Extracted data Start Marker

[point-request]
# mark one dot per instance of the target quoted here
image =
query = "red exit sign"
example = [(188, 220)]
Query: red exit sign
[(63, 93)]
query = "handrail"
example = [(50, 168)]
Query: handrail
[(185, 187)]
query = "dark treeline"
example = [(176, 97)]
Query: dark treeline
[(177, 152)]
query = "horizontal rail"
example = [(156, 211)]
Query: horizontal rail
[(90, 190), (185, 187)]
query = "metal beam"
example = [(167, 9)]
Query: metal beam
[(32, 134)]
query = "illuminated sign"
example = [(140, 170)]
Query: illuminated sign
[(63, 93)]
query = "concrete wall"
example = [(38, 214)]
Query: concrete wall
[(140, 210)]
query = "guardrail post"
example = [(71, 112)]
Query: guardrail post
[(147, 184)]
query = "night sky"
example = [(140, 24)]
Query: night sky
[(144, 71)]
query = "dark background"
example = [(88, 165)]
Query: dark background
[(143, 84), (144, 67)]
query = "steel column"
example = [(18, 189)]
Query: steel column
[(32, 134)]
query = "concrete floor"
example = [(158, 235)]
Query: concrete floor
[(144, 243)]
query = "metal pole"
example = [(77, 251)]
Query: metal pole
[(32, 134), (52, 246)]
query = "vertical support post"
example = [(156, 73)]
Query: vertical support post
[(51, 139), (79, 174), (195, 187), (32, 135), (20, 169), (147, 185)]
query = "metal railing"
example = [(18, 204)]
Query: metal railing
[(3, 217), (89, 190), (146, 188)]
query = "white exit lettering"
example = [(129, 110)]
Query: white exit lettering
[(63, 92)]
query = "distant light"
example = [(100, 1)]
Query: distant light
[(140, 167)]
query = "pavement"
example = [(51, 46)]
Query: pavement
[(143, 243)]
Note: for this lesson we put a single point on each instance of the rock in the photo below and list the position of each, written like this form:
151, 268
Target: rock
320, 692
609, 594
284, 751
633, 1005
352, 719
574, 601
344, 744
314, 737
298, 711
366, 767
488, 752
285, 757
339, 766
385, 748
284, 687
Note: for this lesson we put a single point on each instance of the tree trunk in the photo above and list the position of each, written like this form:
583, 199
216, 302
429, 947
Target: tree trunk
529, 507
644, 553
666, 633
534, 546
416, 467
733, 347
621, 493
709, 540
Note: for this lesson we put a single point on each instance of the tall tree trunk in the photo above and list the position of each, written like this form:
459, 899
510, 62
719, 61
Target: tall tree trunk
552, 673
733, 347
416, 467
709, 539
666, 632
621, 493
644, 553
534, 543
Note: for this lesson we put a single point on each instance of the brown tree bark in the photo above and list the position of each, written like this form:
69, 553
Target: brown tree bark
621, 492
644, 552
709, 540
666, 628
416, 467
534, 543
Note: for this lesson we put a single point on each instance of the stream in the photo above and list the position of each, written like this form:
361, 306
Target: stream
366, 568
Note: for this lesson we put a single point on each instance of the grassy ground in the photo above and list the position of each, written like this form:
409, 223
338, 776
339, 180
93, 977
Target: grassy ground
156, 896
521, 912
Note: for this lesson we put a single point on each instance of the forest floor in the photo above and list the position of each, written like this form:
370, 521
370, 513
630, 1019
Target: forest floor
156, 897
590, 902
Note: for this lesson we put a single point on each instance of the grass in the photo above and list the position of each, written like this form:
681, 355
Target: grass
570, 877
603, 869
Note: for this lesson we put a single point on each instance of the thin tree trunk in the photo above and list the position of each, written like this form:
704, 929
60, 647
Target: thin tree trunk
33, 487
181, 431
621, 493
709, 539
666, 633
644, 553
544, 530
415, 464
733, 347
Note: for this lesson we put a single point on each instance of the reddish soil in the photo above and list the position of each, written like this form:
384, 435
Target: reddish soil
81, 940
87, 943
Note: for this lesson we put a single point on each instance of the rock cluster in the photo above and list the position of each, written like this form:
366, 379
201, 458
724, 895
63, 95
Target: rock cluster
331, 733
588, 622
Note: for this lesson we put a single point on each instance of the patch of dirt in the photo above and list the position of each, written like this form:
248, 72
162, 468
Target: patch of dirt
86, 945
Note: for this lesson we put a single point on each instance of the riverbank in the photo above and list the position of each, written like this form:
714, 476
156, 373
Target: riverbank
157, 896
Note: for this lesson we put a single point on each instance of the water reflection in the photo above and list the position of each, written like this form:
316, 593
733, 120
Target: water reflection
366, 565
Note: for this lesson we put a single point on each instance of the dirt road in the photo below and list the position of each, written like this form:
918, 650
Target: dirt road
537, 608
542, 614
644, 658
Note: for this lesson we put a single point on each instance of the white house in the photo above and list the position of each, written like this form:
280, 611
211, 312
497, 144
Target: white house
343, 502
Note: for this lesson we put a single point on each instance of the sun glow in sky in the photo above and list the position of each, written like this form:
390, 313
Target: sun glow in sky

Extracted data End Marker

What to produce => Scan the entries above for the word "below" and collect each line holding it.

Answer box =>
Note: for this lesson we put a single point on each instance of the rock in the photo below and list the position of each, written like this form:
Note: for this lesson we put a single point on each instance of the dirt road in the photo below and list the position of each, written like this form:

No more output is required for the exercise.